• **GIVEN TEXT**:
===============

Number 5. Let’s do something to help lower and moderate income Californians own their homes.
Homeownership has been a major theme here, and will continue to be until housers across the board realize that who owns homes is central to the housing question. Multifamily homeownership strategies, which include everything from condos to community land trusts to extended families and friend groups owning a single family home together, are key to this (rich folks have shown that the secret to owning things is often owning them together). There are so many things that we can do in the state to support the production of these opportunities, including construction defect reform, better enabling pre-sales of future units, technical assistance to regular folks, and more California Dream for All. While the budget will make some things hard, there is much work that can be done policy-wise, and especially coalition-wise. Resident-controlled housing - including forms of homeownership where the resident has zero equity - is a central pillar around which much of the housing community can and should rally.
Number 6. Let’s talk more about middle income housing, and do so in a way that builds a coalition with lower income Californians.
I’m excited to be part of a report coming out in early 2024 that looks at Californians by income, specifically by the Area Median Income (AMI) bands that dominate housing policy. Who makes up moderate income (80-120% of AMI) California? The answer may surprise you, and I’m excited to be part of discussions throughout the year as the housing spotlight on ‘missing middle’ housing grows. But for those of us who are part of this conversation, we have to remember to build it in ways that also engage with Californians below 80% of AMI, i.e. lower-income California. I won’t spill the beans about how many lower or middle income Californians there are, or what percentage are BIPOC. But I can tell you that neither group is large enough and powerful enough to win critical changes to our housing system on their own. Only by working in coalition can we drive housing change.
Number 7. Let’s see SB555 for the opportunity it is to actually realize the social housing dream.
I was pleasantly surprised to see both of the social housing bills (AB309 and SB555) make it through the legislature, and even more surprised that one of them (SB555) got signed. Now it’s time to work. SB555 sets us on a course to build a social housing plan for the state by 2026. The good news is that 1) we have time, which is a blessing because this will be hard politically and technically, and 2) the person in charge of the agencies in charge of the plan is a great one (see item 1). The bad news is that too many folks on both sides of the social housing aisle are digging in on their narrow vision of what can be the most inclusive ideas in housing.
SB555 is the law of the land, and folks who supported AB309 now need to recognize this publicly and work towards shared goals. Supporters of SB555 need to avoid the temptation to see the AB309 veto as a sign that they have the ‘winning’ vision of social housing or that they are powerful enough politically to realize any social housing vision on their own - with or without a state plan. We need both sets of social housers working together, and working to convince the thousands of more powerful and more skeptical organizations out there that we can build a plan, or in reality, a series of plans only one of which will be the SB555 plan. Oh, and if you think our current Affordable Housing system just needs some tweaks or a few billion dollars, see above.
Building a Better Housing Development Industry
Number 8. Let’s make sure we pay attention to SB4 implementation.

===============

• **SUPPLIED DATA**:
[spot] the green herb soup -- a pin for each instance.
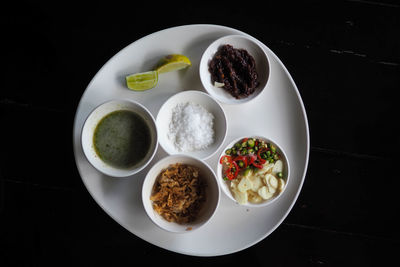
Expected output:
(122, 138)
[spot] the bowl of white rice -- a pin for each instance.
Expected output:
(191, 123)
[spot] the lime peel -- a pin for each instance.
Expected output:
(142, 81)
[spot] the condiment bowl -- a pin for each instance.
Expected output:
(253, 47)
(169, 135)
(89, 127)
(208, 208)
(226, 183)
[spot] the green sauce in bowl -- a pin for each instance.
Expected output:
(122, 139)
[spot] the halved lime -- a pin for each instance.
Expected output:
(142, 81)
(173, 62)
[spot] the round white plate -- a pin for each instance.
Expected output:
(278, 113)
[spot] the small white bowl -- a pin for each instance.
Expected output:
(90, 125)
(164, 117)
(225, 185)
(239, 42)
(208, 207)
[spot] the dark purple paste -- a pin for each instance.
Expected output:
(236, 69)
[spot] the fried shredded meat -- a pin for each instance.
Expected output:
(178, 193)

===============

• **THE TASKS**:
- A) Quote the stretch of the housing policy text from "SB555 is the" through "to SB4 implementation." word for word.
- B) Print the stretch of the listing from the line containing "[spot] the small" through the end of the listing, reproducing each line unchanged.

• **RESULTS IN ORDER**:
- A)
SB555 is the law of the land, and folks who supported AB309 now need to recognize this publicly and work towards shared goals. Supporters of SB555 need to avoid the temptation to see the AB309 veto as a sign that they have the ‘winning’ vision of social housing or that they are powerful enough politically to realize any social housing vision on their own - with or without a state plan. We need both sets of social housers working together, and working to convince the thousands of more powerful and more skeptical organizations out there that we can build a plan, or in reality, a series of plans only one of which will be the SB555 plan. Oh, and if you think our current Affordable Housing system just needs some tweaks or a few billion dollars, see above.
Building a Better Housing Development Industry
Number 8. Let’s make sure we pay attention to SB4 implementation.

- B)
[spot] the small white bowl -- a pin for each instance.
Expected output:
(90, 125)
(164, 117)
(225, 185)
(239, 42)
(208, 207)
[spot] the dark purple paste -- a pin for each instance.
Expected output:
(236, 69)
[spot] the fried shredded meat -- a pin for each instance.
Expected output:
(178, 193)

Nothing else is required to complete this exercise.